### REQUIRED TASK
Transfer every line from the one holding "job: trace every instance of the distant hill" through the end of the items, both ends included. Subtract 27 from every number in the answers, meaning the path coordinates and the viewBox values, and leave all other lines unchanged.

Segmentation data
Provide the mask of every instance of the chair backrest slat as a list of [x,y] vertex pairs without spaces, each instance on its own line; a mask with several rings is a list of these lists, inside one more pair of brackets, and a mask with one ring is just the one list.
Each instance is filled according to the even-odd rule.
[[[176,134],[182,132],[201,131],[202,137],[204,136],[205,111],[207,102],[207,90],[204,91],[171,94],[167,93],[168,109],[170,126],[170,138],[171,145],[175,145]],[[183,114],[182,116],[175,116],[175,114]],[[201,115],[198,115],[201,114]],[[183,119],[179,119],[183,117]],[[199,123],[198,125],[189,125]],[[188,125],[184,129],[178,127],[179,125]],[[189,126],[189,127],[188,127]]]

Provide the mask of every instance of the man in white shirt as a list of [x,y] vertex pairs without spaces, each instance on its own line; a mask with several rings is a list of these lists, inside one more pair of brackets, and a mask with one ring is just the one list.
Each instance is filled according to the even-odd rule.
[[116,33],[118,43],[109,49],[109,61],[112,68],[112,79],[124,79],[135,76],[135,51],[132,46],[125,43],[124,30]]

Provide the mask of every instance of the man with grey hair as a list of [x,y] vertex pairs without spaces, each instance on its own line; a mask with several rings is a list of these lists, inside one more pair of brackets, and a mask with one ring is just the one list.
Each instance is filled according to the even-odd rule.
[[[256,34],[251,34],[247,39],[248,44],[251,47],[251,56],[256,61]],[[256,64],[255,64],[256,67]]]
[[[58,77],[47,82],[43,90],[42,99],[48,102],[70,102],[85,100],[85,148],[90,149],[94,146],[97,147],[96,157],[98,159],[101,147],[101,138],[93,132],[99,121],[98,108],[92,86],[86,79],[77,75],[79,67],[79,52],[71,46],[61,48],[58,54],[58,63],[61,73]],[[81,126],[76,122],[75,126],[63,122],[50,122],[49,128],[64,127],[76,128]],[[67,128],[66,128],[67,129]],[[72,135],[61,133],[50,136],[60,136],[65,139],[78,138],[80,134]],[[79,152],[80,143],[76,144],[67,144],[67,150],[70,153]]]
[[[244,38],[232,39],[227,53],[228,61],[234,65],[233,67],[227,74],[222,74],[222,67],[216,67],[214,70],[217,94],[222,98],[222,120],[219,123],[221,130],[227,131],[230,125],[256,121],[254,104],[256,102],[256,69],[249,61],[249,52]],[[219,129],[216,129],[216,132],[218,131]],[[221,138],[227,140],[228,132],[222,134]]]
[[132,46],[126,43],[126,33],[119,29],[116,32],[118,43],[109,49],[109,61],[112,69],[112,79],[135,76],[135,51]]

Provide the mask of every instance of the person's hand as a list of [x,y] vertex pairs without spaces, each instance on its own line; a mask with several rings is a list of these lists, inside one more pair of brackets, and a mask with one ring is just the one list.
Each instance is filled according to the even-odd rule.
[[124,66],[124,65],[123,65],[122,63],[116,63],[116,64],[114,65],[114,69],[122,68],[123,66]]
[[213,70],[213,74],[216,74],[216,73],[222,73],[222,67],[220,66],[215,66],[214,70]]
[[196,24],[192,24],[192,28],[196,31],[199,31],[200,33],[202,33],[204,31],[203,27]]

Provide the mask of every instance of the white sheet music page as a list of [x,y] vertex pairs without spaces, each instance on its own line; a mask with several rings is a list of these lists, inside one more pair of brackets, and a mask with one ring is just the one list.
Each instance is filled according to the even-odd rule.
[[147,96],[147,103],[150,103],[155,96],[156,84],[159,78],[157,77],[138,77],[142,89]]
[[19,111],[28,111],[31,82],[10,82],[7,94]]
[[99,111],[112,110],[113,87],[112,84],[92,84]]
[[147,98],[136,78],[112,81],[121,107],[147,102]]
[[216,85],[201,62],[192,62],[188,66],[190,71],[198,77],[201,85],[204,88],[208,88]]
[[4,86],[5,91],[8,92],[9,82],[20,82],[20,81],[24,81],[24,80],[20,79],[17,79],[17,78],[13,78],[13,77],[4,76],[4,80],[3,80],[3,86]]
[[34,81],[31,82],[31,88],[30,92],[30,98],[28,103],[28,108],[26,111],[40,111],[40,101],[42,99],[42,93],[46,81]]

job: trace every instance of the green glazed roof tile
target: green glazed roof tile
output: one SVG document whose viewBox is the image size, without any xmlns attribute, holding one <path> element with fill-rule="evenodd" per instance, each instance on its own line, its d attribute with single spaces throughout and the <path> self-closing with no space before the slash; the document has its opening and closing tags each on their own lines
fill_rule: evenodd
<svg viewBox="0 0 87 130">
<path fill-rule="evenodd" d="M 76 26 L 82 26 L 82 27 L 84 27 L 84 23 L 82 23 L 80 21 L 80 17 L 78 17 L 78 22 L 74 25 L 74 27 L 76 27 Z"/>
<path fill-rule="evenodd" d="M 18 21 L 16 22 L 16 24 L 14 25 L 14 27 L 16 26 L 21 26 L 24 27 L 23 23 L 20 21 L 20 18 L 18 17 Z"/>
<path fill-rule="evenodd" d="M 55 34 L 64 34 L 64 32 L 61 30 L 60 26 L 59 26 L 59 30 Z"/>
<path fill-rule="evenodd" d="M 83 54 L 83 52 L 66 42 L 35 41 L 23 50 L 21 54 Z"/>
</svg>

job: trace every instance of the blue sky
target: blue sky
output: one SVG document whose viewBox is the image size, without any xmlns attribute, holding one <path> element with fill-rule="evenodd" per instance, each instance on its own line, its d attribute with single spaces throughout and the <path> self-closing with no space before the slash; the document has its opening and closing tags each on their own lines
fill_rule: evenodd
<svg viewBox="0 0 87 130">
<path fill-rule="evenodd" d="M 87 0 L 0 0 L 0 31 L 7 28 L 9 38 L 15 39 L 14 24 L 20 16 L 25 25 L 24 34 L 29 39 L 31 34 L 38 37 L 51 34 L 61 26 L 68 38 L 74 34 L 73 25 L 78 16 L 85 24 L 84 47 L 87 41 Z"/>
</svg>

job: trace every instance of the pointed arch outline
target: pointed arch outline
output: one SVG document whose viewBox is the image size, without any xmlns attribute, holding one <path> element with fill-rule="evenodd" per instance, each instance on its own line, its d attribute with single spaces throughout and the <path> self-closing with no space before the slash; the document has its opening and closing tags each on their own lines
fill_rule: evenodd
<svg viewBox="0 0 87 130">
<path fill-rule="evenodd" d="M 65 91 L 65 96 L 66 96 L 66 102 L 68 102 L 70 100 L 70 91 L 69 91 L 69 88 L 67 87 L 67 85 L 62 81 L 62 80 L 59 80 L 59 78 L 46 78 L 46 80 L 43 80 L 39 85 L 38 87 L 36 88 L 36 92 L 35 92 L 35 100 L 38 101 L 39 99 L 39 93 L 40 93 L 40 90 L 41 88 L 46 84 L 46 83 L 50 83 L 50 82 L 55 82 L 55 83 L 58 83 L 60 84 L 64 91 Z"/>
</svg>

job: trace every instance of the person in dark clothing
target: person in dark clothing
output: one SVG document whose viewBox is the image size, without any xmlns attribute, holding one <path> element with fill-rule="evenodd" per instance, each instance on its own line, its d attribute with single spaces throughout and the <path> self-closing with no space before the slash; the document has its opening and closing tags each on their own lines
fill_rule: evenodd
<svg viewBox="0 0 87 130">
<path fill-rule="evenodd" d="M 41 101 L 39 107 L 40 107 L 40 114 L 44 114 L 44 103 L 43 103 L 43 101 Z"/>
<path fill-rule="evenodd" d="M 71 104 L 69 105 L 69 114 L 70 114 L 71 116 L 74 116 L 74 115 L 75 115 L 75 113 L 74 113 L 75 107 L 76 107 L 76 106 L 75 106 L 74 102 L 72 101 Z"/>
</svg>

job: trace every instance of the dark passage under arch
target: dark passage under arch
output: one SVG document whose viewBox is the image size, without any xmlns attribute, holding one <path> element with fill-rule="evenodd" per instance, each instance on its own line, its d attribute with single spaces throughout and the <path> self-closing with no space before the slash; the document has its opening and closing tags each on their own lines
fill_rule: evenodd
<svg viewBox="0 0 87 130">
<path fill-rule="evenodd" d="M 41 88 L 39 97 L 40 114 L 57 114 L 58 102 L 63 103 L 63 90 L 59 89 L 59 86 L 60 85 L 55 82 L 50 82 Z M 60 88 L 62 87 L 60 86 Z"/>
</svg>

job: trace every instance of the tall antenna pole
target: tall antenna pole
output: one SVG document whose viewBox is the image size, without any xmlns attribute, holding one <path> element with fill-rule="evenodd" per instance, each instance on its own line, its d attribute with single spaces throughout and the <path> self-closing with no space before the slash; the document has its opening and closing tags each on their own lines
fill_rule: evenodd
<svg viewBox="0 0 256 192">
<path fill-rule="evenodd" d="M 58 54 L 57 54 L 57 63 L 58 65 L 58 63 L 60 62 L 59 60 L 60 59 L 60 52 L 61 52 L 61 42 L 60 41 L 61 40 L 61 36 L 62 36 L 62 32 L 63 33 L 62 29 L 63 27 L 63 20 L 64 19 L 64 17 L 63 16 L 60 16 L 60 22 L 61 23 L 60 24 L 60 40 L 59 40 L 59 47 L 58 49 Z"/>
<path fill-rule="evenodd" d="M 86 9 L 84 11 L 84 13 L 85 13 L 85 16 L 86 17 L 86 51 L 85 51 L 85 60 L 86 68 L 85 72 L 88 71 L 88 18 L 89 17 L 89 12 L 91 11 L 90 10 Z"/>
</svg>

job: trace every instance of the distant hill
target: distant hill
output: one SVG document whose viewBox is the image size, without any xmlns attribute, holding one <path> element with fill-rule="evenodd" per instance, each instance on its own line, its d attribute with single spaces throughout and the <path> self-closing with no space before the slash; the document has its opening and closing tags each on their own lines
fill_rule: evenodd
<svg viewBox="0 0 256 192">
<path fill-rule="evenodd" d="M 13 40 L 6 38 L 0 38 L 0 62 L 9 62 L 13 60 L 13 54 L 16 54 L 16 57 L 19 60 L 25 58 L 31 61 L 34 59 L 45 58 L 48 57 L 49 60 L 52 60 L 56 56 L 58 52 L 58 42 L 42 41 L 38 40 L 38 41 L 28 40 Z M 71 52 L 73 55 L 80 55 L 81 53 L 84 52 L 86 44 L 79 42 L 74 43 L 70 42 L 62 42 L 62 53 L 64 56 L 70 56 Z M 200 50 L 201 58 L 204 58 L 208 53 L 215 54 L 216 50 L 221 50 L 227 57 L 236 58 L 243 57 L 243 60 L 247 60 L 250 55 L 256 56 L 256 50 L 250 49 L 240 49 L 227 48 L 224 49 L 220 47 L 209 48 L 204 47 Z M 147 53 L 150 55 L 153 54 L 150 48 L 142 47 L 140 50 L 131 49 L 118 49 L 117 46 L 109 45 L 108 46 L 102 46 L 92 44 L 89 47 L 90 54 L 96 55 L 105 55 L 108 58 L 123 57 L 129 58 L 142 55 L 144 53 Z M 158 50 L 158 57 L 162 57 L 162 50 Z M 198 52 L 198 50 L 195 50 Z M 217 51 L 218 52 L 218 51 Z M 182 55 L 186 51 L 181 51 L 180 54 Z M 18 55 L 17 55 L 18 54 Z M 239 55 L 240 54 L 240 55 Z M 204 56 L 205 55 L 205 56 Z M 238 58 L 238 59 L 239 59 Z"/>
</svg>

### REPLY
job: trace every instance of the distant hill
target: distant hill
output: one SVG document whose viewBox is the image size, without any xmlns attribute, holding one <path> element with fill-rule="evenodd" per instance, each instance on its own line, its d attribute with single spaces throughout and the <path> self-closing with no space before the slash; the document has its opening and closing tags each on their own lines
fill_rule: evenodd
<svg viewBox="-27 -27 229 165">
<path fill-rule="evenodd" d="M -14 13 L -21 11 L -27 11 L -27 35 L -18 35 L -14 33 L -14 27 L -11 27 L -11 30 L -8 33 L -2 31 L 4 34 L 7 32 L 18 31 L 21 30 L 22 33 L 25 33 L 29 29 L 31 25 L 31 15 L 15 14 L 11 13 L 11 14 L 1 13 Z M 44 25 L 46 28 L 53 28 L 54 26 L 57 25 L 59 17 L 52 15 L 47 16 L 43 15 L 35 15 L 35 26 L 37 29 L 43 29 Z M 173 23 L 174 31 L 177 31 L 181 26 L 188 27 L 189 23 L 194 23 L 200 30 L 209 31 L 216 30 L 216 33 L 220 33 L 223 28 L 229 29 L 229 23 L 223 22 L 213 22 L 200 21 L 197 22 L 193 20 L 182 21 L 177 20 Z M 120 26 L 123 28 L 126 27 L 123 21 L 115 20 L 113 23 L 104 22 L 91 22 L 90 19 L 82 18 L 81 19 L 75 19 L 65 17 L 62 20 L 63 27 L 69 28 L 78 28 L 81 31 L 96 30 L 102 31 L 115 28 L 117 26 Z M 131 23 L 131 30 L 135 30 L 135 23 Z M 171 25 L 171 23 L 168 23 Z M 190 24 L 191 25 L 191 24 Z M 155 28 L 159 24 L 154 24 L 153 27 Z M -9 28 L -10 28 L -9 27 Z M 212 28 L 213 27 L 213 28 Z M 177 29 L 178 28 L 178 29 Z M 211 31 L 211 32 L 212 32 Z"/>
</svg>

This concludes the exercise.